(Data section)

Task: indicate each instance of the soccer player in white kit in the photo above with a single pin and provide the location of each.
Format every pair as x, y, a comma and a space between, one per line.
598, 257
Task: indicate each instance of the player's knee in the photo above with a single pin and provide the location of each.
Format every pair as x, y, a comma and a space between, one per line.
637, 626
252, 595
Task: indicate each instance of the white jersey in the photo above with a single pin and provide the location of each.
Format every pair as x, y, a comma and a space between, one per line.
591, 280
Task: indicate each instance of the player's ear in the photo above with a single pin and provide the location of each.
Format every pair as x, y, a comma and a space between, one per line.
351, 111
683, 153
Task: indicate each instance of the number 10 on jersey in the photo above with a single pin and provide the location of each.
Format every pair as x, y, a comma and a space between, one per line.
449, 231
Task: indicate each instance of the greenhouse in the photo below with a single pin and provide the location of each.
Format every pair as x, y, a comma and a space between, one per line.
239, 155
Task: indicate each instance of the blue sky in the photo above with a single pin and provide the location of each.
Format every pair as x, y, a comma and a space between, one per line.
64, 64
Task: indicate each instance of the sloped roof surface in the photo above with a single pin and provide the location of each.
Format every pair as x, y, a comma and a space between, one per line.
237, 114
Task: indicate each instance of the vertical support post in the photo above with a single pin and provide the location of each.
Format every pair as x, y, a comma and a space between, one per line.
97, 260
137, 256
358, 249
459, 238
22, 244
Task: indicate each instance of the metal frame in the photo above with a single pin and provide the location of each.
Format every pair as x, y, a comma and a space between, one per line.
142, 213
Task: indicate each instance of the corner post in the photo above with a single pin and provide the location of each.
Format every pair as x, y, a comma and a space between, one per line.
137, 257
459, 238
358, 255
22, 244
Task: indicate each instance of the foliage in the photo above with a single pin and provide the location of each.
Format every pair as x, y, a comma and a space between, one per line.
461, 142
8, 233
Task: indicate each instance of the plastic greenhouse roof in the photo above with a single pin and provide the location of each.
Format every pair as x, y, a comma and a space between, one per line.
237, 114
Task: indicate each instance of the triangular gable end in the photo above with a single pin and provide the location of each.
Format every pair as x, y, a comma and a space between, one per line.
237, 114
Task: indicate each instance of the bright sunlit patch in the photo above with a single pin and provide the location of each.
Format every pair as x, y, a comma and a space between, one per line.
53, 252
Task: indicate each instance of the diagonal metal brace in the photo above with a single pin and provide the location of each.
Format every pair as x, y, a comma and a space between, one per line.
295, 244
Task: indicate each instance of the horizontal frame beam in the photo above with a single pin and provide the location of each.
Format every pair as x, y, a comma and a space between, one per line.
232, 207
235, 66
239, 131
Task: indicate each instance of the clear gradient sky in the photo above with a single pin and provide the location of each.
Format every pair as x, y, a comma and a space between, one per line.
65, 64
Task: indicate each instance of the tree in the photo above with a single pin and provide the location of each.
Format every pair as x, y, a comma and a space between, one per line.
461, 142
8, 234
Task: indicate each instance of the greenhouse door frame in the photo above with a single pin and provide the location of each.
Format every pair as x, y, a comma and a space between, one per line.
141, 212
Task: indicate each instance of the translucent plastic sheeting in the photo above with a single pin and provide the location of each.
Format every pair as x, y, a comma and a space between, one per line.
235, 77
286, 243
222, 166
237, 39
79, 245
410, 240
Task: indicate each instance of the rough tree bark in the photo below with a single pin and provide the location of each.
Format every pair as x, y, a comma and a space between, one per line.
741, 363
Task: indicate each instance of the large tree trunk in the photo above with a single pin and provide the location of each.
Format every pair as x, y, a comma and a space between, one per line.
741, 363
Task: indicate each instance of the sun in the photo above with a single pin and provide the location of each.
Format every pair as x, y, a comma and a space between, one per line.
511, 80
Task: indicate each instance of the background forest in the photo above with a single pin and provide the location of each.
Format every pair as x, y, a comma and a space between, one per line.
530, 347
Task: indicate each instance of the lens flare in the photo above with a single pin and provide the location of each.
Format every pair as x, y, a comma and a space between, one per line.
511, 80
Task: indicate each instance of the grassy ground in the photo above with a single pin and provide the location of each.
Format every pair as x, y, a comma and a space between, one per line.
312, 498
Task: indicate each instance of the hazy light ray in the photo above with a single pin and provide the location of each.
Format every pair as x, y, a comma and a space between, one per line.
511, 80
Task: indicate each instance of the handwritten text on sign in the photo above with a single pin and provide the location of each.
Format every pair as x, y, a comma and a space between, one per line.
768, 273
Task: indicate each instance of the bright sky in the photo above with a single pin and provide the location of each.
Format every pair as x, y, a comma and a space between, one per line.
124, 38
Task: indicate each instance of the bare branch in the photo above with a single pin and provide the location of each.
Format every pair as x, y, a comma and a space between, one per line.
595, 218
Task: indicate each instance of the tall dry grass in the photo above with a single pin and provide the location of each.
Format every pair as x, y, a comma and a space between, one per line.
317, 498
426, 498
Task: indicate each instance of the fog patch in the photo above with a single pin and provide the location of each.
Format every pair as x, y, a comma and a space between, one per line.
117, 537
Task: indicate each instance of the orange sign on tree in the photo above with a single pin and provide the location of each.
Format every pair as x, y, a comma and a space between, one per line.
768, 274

(End Data section)

- **Exercise brief**: Return the data above in full, keeping each line exactly as it stands.

- **Response to this exercise**:
Task: indicate each instance of the soccer player in white kit in the photo above with a single pin and provide the location of each.
Format every pair as x, y, a comma and a space between, one per line.
598, 257
Task: indicate each instance of the player's knee in the photo above with a single pin and provide the location of each.
Format every pair as x, y, a comma and a space between, one per line.
637, 626
252, 595
Task: indicate each instance of the white jersey in the photo above with a single pin and provide the location of each.
Format every pair as x, y, a comma and a space between, one per line.
591, 280
Task: indicate each instance of the player's ear in the photo above with a single pin and provide the location of each.
Format every pair as x, y, a comma and a space between, one per line.
351, 111
683, 153
Task: indicate each instance of the number 10 on jersey in the photo above with a single pin and provide the location of each.
Format every pair as x, y, a comma and a space between, one per line.
449, 231
Task: indicate each instance of the greenhouse in the photo below with a single pin and provide the location of each.
Format every pair as x, y, a comma and a space between, one per line.
239, 155
Task: indicate each instance of the blue sky in the photo above with a single pin and provide the location of each.
Format every pair as x, y, a comma and a space between, one per line.
64, 64
Task: indicate each instance of the sloped roof surface in the photo above with a single pin and provide the location of each.
Format every pair as x, y, a comma and a space between, one per line.
237, 114
Task: indicate each instance of the vertical support post in the photo above with a single pin and provide the location of each.
Format every pair as x, y, a comma and a space between, one per line.
97, 260
137, 256
358, 249
459, 238
22, 244
Task: indicate each instance of the metal frame in the photo above with a single pin and provide the location of each.
Format every pair as x, y, a comma and a space between, one per line.
142, 213
Task: indicate each instance of the corner post in the photo above with a single pin and provide the location of each.
Format every pair as x, y, a comma and a space between, one per line.
137, 257
459, 238
358, 255
22, 244
Task: indicate each instance of the foliage in the photo above with a single pin and provide the location of each.
Format every pair as x, y, a comma and a space between, one per line.
461, 142
8, 233
Task: indicate each instance of the plastic greenhouse roof in the photo above with a single pin and provide the location of each.
Format every pair as x, y, a comma and a space between, one per line.
237, 114
Task: indicate each instance of the triangular gable end in the photo above with a single pin and provide the location of each.
Format every pair as x, y, a comma and a space between, one per line.
237, 114
Task: indicate each instance of the bright sunlit patch in the photo above with a single pin and provide the location of each.
Format every pair as x, y, a comma and a space between, one per line.
53, 252
Task: indicate each instance of the diagonal metal brace in the photo above with a single pin and provide the location of each.
Format every pair as x, y, a comma and a space between, one per line.
295, 244
Task: indicate each instance of the horizontal frame beam in the photo above with a single pin and provide the location of each.
Format every pair as x, y, a comma and a space between, one per line.
232, 207
235, 66
239, 131
Task: indicate each instance of the clear gradient sky in the photo above with a single pin and provide the location of each.
Format every pair as x, y, a comma and a space between, one per line.
65, 64
Task: indicate each instance of the tree in the photo above with a single pin and provide the location of each.
Format every pair as x, y, a comma and a space between, one per line.
461, 142
8, 234
Task: indicate each instance of the greenhouse door frame in the photo above with a single pin and provide the location of each.
Format every pair as x, y, a comma and a space between, one per line.
141, 212
Task: indicate each instance of the translucent plastic sheeting in the photo above with a single pin and provide the location of each.
Format every pair as x, y, a comma and a space between, one per line.
235, 77
286, 243
222, 166
237, 39
79, 245
410, 240
Task: indicate each instance of the rough tree bark in the photo below with a single pin and provide the location of each.
Format every pair as x, y, a comma and a space between, one per line.
741, 363
Task: indicate each instance of the large tree trunk in the photo above with a single pin and provide the location of each.
Format every pair as x, y, a comma and a space between, one per line.
741, 363
Task: indicate each instance of the sun in the photo above with a single pin and provide the location of each.
Format every pair as x, y, a comma and a space between, one per line.
511, 80
Task: indicate each instance of the background forest in the photo above with a single pin and provide the location of each.
Format every pair as x, y, a comma and a space between, one per line.
530, 347
Task: indicate each instance of the lens flare in the photo above with a single pin and provide the location of each.
Format every pair as x, y, a comma and a space between, one per line.
511, 80
Task: indicate each instance of the grassy ground in the photo above with a single pin and provide the location of each.
Format every pair as x, y, a comma and a space between, one per line.
312, 498
Task: indicate each instance of the hazy light ray in the photo above with a single pin and provide the location of each.
Format every pair as x, y, a comma and a space between, one per line.
511, 80
Task: indicate each instance of the handwritten text on sign in the photo above with a single pin and provide the location of each.
Format every pair as x, y, a comma and a space between, one per line.
768, 273
Task: indicate each instance of the bright sky in the photo above with a single pin and provide the location of each.
Format every pair as x, y, a comma and a space between, one per line.
124, 38
Task: indicate each instance of the bare branch in the photo above with a single pin and provide the location of each.
Format every pair as x, y, a comma and a space between, one per line.
595, 218
Task: indicate each instance of the tall dry grass in the photo above with a single pin and provide the location of each.
Format every pair as x, y, a comma and a space between, one per line.
317, 498
426, 498
Task: indicate each instance of the fog patch in the photo above with a single pin and provide the location of each.
Format every pair as x, y, a comma and a space between, one per line.
117, 537
Task: indicate each instance of the orange sign on tree in the photo above with a single pin and provide the location of each.
Format every pair as x, y, a comma and a space between, one per line.
768, 274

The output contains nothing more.